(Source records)

..........

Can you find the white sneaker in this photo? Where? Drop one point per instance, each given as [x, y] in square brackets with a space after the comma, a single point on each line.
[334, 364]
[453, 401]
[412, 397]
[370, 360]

..........

• [Your instructions]: Print the records again in full, exactly as they appear above.

• [Response to the task]:
Can you find the white sneaker in this photo? Where? Drop one point per instance, each given as [x, y] in square brackets with a space after the comma, a single point on each line.
[334, 364]
[453, 401]
[412, 397]
[370, 360]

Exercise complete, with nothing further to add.